INFORMATION PROVIDED
** START **
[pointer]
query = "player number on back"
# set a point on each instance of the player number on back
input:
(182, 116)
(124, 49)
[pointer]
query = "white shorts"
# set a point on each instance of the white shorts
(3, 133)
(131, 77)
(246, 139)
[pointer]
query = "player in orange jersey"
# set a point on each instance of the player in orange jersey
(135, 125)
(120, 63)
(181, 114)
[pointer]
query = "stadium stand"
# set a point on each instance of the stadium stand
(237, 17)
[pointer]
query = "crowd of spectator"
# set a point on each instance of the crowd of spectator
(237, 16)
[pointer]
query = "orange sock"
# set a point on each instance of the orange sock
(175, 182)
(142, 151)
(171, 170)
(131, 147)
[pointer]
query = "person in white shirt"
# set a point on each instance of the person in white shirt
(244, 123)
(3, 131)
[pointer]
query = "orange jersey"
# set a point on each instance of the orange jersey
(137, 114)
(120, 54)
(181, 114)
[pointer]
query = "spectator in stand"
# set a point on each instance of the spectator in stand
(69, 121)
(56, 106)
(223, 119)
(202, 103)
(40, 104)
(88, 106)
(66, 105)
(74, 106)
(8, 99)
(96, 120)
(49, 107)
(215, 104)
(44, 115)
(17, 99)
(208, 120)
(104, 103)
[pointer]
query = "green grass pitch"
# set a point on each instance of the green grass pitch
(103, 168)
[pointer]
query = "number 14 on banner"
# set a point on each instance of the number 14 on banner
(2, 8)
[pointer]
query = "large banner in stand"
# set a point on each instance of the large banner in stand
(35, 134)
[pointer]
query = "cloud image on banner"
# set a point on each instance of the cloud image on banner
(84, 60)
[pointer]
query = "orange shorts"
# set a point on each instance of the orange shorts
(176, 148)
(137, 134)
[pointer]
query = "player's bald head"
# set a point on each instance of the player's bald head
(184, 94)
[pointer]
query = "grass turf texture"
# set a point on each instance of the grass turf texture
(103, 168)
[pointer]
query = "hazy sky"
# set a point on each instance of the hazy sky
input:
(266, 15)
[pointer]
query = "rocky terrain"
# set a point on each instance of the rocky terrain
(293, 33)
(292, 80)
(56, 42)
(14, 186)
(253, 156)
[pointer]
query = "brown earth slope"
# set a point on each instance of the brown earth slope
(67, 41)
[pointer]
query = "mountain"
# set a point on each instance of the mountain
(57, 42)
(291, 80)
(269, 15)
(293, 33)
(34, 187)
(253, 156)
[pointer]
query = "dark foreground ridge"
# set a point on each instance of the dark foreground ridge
** END **
WHAT YOU WILL DO
Emit the records above again, exactly, with no line skipped.

COMPLETED TASK
[pointer]
query = "player number on back"
# set a point on each instance of the player number on back
input:
(182, 116)
(124, 49)
[pointer]
query = "white shorts"
# set a point on each instance of the white shorts
(3, 133)
(131, 77)
(246, 139)
[pointer]
query = "player in orange jersey"
# set a point on each instance of the player in orange jersey
(135, 125)
(120, 63)
(181, 114)
[pointer]
query = "stadium stand"
# set a point on each instance of the stadium stand
(237, 17)
[pointer]
query = "crowd of spectator"
# set a point on each instance of the crowd of spectator
(237, 16)
[pointer]
query = "orange sock"
# set a point on each instance of the orange sock
(175, 182)
(142, 151)
(171, 170)
(131, 147)
[pointer]
query = "person in white shirt"
# set a point on each instance of the person in white shirt
(244, 123)
(3, 131)
[pointer]
query = "orange jersey"
# set a point on each instance of the orange jersey
(137, 114)
(120, 54)
(181, 114)
[pointer]
query = "spectator in stand"
# set a point on each instance of the spectator in stand
(69, 121)
(56, 106)
(223, 119)
(202, 103)
(40, 104)
(88, 106)
(66, 105)
(74, 106)
(8, 99)
(96, 120)
(49, 107)
(215, 104)
(44, 115)
(17, 99)
(208, 120)
(104, 103)
[pointer]
query = "green grass pitch"
# set a point on each instance of the green grass pitch
(103, 168)
[pointer]
query = "number 14 on banner"
# set a point on each instance of the number 14 on banner
(2, 8)
[pointer]
query = "large banner in stand"
# set a point on each instance of the large banner in stand
(35, 134)
[pointer]
query = "cloud image on banner"
# set a point on each instance of the cloud image on banner
(84, 60)
[pointer]
query = "orange shorts"
# set a point on each instance of the orange shorts
(176, 148)
(137, 134)
[pointer]
query = "player's bald head"
# set a point on each instance of the player's bald head
(184, 94)
[pointer]
query = "grass turf texture"
# set a point on each instance of the grass turf texture
(103, 168)
[pointer]
query = "hazy sky"
# set a point on each instance of the hazy sky
input:
(266, 15)
[pointer]
query = "rocky terrain"
# set a point on each instance of the rocky terrain
(293, 33)
(292, 80)
(56, 42)
(14, 186)
(253, 156)
[pointer]
query = "brown earth slope"
# set a point on each instance of the brown earth slope
(67, 41)
[pointer]
query = "mountain"
# set a point on each instance of the mountain
(57, 42)
(291, 80)
(269, 15)
(293, 33)
(34, 187)
(253, 156)
[pointer]
query = "dark foreground ridge"
# set a point on each instance of the dark foreground ridge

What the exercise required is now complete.